## begin Document

# General > Recipes >  yorky sausage pudds

## andrew.bowles30

in my buffets i use small youkshires fill them with stuffing place a small sausage on top then put onion relish on top these dont last long we do lots of buffets and are asked to put more on you could even put beef on with horse radish great foods go well ::

----------


## ciderally

Mmmmmmmmmmm sounds good

----------


## S&LHEN

Be good im on a diet  :Frown: 
Sounds amazing mmmmm!!!





> in my buffets i use small youkshires fill them with stuffing place a small sausage on top then put onion relish on top these dont last long we do lots of buffets and are asked to put more on you could even put beef on with horse radish great foods go well

----------


## Dadie

My puds either work out wonderful or flop big style..I use the same recipe (ish) everytime but sometimes it goes all pete tong!
Any tips?

----------


## orkneycadian

Most usual cause for failure is the oven, and/or the dripping, not being hot enough.  Both need to be absolutely stinking hot (the former such that it singes your eyebrows when you open the door, the latter almost to the point of giving the Fire Brigade a double time call out on a Sunday....) so that when the batter goes in, it has little choice but go upwards!

----------


## rich62_uk

http://www.food.com/recipe/jamie-oli...uddings-171106

I have been using this recipe for years and it NEVER fails .....

## end Document

**Task 1:** In the recipe thread, what is named as the most usual cause for failure?
**Task 2:** Reproduce the recipe thread between "Most usual cause" and "NEVER fails .....", inclusive.

## begin Dataset records

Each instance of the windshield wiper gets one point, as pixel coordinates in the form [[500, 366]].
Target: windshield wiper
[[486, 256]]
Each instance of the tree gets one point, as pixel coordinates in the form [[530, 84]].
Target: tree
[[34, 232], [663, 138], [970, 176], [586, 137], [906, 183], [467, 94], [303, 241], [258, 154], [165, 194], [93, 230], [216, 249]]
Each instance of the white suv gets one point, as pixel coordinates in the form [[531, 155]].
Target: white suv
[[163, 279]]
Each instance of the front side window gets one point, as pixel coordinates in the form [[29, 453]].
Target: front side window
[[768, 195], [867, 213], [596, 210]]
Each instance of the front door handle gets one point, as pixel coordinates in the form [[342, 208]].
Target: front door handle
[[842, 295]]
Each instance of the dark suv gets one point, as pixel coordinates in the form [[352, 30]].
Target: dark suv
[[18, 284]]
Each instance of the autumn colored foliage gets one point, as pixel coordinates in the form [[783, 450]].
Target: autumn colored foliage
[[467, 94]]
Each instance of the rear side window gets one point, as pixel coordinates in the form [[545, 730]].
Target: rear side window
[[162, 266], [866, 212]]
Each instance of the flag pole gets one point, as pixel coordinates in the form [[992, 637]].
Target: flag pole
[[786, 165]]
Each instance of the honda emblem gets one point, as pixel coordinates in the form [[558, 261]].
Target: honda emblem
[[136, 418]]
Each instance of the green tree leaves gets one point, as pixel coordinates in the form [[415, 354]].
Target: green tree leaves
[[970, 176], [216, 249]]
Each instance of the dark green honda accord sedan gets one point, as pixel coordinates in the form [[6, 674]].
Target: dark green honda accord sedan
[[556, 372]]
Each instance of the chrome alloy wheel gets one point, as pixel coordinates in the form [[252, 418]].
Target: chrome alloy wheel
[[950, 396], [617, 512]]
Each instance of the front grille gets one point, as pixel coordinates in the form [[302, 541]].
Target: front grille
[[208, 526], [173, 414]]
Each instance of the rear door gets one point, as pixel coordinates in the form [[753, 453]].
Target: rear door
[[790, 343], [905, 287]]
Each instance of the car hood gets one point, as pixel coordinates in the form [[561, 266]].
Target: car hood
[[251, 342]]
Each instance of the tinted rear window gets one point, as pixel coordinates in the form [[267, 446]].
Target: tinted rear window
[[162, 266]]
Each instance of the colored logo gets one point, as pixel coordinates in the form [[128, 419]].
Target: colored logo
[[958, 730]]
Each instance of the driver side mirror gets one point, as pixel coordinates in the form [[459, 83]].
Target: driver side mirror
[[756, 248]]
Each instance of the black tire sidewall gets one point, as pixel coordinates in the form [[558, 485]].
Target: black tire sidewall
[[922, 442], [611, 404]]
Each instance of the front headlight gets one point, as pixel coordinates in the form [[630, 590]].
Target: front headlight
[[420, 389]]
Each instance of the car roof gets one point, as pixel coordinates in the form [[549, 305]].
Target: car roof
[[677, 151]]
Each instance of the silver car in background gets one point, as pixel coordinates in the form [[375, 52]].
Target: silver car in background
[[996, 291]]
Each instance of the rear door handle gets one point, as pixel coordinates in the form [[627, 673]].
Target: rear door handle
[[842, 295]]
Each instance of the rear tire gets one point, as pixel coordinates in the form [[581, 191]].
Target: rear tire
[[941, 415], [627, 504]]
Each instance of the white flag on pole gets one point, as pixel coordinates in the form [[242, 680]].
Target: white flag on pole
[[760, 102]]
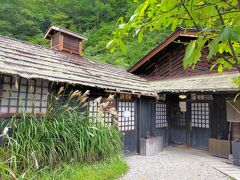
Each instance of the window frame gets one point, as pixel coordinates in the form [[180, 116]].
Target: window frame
[[38, 85], [160, 121]]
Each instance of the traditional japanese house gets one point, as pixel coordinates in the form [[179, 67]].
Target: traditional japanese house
[[191, 107], [156, 96]]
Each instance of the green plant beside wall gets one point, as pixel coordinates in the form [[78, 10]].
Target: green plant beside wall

## end Dataset records

**Full solution 1:** The oven and/or the dripping not being hot enough.

**Full solution 2:**
Most usual cause for failure is the oven, and/or the dripping, not being hot enough.  Both need to be absolutely stinking hot (the former such that it singes your eyebrows when you open the door, the latter almost to the point of giving the Fire Brigade a double time call out on a Sunday....) so that when the batter goes in, it has little choice but go upwards!

----------


## rich62_uk

http://www.food.com/recipe/jamie-oli...uddings-171106

I have been using this recipe for years and it NEVER fails .....